» What needs to be done
Omit all pictures. Quote only the lines from the one with "the white window" through the end of the material below.

::: Provided data

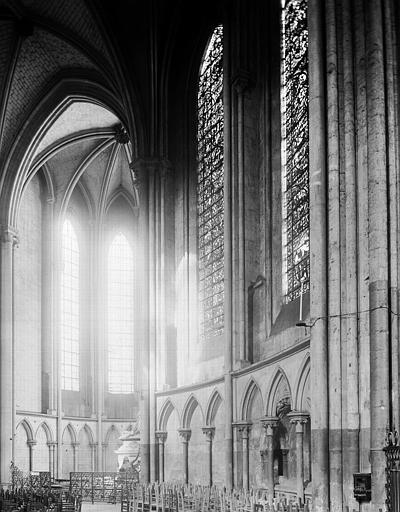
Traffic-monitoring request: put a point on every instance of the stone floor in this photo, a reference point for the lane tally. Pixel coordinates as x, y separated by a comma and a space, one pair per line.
100, 507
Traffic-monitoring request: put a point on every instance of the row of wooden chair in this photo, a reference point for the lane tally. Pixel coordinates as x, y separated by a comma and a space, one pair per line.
196, 498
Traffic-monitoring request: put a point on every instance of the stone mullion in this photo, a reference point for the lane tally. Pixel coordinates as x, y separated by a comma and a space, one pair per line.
334, 258
153, 318
49, 374
318, 260
57, 258
378, 247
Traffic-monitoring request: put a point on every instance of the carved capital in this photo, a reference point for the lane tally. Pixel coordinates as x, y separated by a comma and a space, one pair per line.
161, 435
209, 432
299, 419
243, 427
269, 423
241, 81
9, 235
121, 135
185, 433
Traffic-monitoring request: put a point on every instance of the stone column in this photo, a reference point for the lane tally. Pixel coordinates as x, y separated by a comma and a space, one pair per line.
270, 423
7, 399
31, 444
318, 258
378, 248
299, 419
93, 447
75, 448
103, 450
285, 468
228, 272
185, 433
52, 459
209, 432
243, 428
162, 437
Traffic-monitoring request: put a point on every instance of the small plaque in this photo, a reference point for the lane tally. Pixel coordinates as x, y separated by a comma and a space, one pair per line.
362, 486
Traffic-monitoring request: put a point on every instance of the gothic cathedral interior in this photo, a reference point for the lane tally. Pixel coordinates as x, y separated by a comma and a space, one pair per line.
200, 244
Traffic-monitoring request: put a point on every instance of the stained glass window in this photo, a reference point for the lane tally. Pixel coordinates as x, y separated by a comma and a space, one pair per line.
70, 309
210, 188
120, 316
295, 175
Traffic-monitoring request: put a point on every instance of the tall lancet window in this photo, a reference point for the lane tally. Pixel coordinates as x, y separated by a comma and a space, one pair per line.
210, 188
120, 316
70, 309
295, 175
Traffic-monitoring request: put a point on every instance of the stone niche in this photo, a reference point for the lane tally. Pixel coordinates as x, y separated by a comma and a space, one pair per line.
129, 453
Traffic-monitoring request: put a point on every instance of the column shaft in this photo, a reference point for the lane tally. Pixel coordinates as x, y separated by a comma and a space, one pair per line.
6, 357
378, 248
318, 261
228, 245
300, 466
245, 441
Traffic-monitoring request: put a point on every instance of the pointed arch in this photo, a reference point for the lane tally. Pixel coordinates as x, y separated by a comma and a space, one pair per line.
213, 405
279, 384
66, 91
165, 412
28, 429
251, 391
188, 411
301, 383
47, 431
87, 198
72, 433
121, 192
88, 432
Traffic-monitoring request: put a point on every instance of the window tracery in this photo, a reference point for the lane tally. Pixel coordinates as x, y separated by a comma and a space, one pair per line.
295, 175
120, 316
70, 317
210, 188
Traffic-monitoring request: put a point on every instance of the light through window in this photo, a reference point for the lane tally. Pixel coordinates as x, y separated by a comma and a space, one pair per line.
210, 188
120, 316
295, 174
70, 309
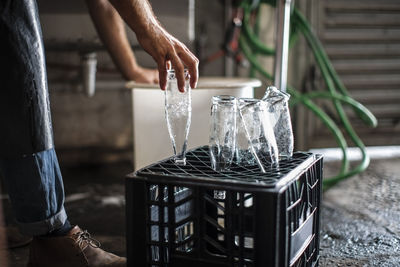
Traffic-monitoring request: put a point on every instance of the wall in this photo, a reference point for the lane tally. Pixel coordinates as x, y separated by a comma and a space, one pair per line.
99, 128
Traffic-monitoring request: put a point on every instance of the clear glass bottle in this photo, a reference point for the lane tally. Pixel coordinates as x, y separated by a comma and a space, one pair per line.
178, 113
223, 132
279, 113
258, 130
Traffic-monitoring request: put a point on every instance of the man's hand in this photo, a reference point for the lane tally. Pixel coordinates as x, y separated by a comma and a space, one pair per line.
156, 41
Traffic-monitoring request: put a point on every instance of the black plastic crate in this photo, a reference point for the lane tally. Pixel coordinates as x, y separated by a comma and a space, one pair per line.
190, 216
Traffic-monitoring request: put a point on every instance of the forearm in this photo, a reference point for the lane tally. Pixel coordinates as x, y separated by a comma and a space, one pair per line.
111, 30
156, 41
138, 14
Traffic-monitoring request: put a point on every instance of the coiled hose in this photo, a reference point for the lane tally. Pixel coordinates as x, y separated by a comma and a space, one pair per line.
251, 46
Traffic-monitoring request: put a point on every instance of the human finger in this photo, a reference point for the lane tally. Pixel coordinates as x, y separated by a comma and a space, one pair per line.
179, 71
162, 75
192, 64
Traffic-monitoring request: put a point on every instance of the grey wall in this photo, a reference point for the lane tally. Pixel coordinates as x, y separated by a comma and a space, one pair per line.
99, 128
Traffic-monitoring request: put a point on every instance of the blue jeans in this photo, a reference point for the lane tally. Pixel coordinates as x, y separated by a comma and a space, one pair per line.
34, 184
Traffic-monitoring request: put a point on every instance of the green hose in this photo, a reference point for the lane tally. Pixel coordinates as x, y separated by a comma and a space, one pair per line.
250, 45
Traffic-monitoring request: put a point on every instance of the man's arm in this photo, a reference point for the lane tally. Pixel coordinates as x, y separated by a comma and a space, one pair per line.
156, 41
111, 30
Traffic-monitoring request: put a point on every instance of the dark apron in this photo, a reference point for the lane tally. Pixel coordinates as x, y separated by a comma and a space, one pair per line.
25, 121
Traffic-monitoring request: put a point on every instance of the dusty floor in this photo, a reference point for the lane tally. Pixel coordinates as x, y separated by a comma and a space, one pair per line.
360, 216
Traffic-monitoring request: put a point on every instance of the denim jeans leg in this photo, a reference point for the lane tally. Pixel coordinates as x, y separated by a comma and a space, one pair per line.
34, 184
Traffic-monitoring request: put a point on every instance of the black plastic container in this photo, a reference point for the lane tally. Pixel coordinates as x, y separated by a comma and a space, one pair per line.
189, 216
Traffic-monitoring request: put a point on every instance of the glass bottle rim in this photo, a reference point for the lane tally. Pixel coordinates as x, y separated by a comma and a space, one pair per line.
224, 99
250, 102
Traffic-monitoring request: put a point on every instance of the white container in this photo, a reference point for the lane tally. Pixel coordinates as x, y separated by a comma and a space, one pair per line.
151, 142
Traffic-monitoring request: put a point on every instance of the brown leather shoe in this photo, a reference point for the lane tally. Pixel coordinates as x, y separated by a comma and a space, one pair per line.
75, 249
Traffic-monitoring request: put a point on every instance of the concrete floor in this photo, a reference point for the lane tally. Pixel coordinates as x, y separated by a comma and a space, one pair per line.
360, 216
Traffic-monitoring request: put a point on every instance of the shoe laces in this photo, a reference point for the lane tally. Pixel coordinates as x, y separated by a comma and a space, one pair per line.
84, 237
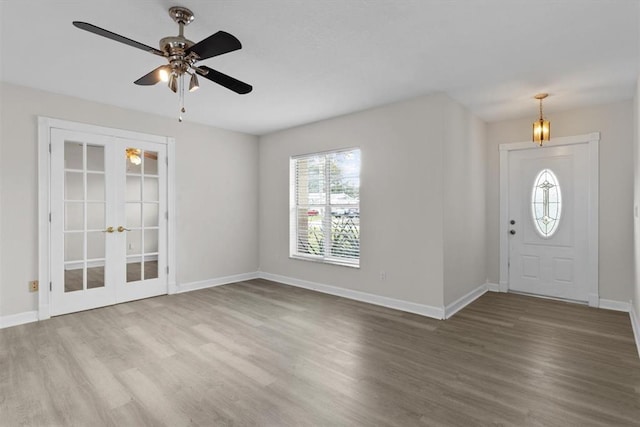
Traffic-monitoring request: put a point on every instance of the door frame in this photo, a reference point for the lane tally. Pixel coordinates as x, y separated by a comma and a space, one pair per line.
45, 124
592, 141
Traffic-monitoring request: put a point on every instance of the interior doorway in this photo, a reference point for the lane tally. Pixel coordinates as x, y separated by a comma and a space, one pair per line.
108, 237
549, 218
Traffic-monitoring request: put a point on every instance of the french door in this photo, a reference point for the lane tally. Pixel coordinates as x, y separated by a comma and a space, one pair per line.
108, 220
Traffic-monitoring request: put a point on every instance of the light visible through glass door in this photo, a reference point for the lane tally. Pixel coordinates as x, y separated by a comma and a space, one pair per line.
142, 213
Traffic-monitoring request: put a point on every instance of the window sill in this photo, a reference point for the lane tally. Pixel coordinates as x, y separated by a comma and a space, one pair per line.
325, 261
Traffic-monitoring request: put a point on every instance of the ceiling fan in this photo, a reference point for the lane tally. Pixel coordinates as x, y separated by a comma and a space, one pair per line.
182, 56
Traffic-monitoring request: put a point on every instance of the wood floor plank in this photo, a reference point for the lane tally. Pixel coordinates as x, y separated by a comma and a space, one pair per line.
265, 354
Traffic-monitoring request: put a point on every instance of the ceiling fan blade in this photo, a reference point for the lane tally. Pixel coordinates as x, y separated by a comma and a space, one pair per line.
117, 37
214, 45
227, 81
151, 78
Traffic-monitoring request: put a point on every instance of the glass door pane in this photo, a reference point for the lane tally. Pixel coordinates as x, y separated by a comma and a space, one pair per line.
84, 207
142, 200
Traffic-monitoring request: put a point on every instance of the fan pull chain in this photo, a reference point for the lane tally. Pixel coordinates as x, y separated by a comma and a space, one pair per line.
182, 109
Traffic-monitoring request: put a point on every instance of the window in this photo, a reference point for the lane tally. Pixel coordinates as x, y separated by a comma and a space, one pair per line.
325, 207
546, 203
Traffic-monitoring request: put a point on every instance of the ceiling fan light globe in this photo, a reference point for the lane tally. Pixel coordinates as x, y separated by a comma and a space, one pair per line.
164, 75
173, 83
193, 83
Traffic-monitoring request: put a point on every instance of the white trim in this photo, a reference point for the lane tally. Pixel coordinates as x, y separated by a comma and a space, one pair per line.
45, 124
218, 281
465, 300
44, 177
18, 319
172, 259
592, 140
565, 140
609, 304
493, 287
635, 325
410, 307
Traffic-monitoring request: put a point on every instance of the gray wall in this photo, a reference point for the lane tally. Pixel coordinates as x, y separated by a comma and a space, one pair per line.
615, 123
216, 187
464, 228
636, 188
411, 175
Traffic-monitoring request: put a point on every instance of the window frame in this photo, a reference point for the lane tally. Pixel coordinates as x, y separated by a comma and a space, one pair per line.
325, 258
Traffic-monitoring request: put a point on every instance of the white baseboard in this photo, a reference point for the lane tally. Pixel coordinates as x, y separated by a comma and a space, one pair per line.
635, 325
18, 319
410, 307
218, 281
609, 304
493, 287
464, 301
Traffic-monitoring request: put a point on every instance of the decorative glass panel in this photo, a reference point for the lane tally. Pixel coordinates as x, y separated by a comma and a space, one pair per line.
546, 203
95, 158
150, 163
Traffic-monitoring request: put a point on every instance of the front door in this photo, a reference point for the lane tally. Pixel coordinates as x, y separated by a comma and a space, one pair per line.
549, 220
108, 220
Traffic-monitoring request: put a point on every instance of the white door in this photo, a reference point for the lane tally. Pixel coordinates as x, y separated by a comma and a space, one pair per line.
108, 220
549, 220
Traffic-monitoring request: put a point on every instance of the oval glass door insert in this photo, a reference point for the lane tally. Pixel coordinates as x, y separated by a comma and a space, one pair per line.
546, 203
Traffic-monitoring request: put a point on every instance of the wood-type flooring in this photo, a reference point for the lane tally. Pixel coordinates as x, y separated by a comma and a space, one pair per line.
258, 353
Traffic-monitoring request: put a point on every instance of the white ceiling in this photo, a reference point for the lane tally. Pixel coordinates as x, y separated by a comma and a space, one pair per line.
310, 60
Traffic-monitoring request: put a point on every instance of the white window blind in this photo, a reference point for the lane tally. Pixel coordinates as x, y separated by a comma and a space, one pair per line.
325, 207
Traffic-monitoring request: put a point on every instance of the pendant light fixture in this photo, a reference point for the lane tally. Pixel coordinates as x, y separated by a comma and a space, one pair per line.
541, 127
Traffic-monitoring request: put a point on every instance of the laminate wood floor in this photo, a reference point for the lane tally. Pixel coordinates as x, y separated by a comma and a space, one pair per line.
261, 353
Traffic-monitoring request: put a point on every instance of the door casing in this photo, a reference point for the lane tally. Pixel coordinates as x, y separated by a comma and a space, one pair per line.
592, 141
45, 124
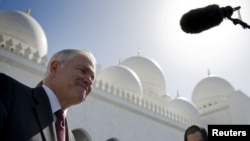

::::::

» Task result
Traffic-monitoring request: put a point on every instance of the white window blind in this photo, a reference point for the lane tally. Pixel coordinates as x, y separated by a comma and a space, one pair per line.
325, 207
Traffic-monitoring request: put a point on every instance of the pendant light fixture in this photo, a reference point for the lane tally. Pixel coordinates as x, y separated by a comma and a space, one pair per line.
541, 127
Traffic-monitoring request: put a point on every instance of the laminate wood floor in this photo, a reference point for the lane tally. Pixel coordinates as x, y separated by a comma and a space, one pair per line.
261, 353
Traffic-monitoring request: put a point on every instance of the door casing in this photo, a reference point for the lane tally. Pixel coordinates as x, y separated by a comma and a space, one pair per line.
592, 141
45, 124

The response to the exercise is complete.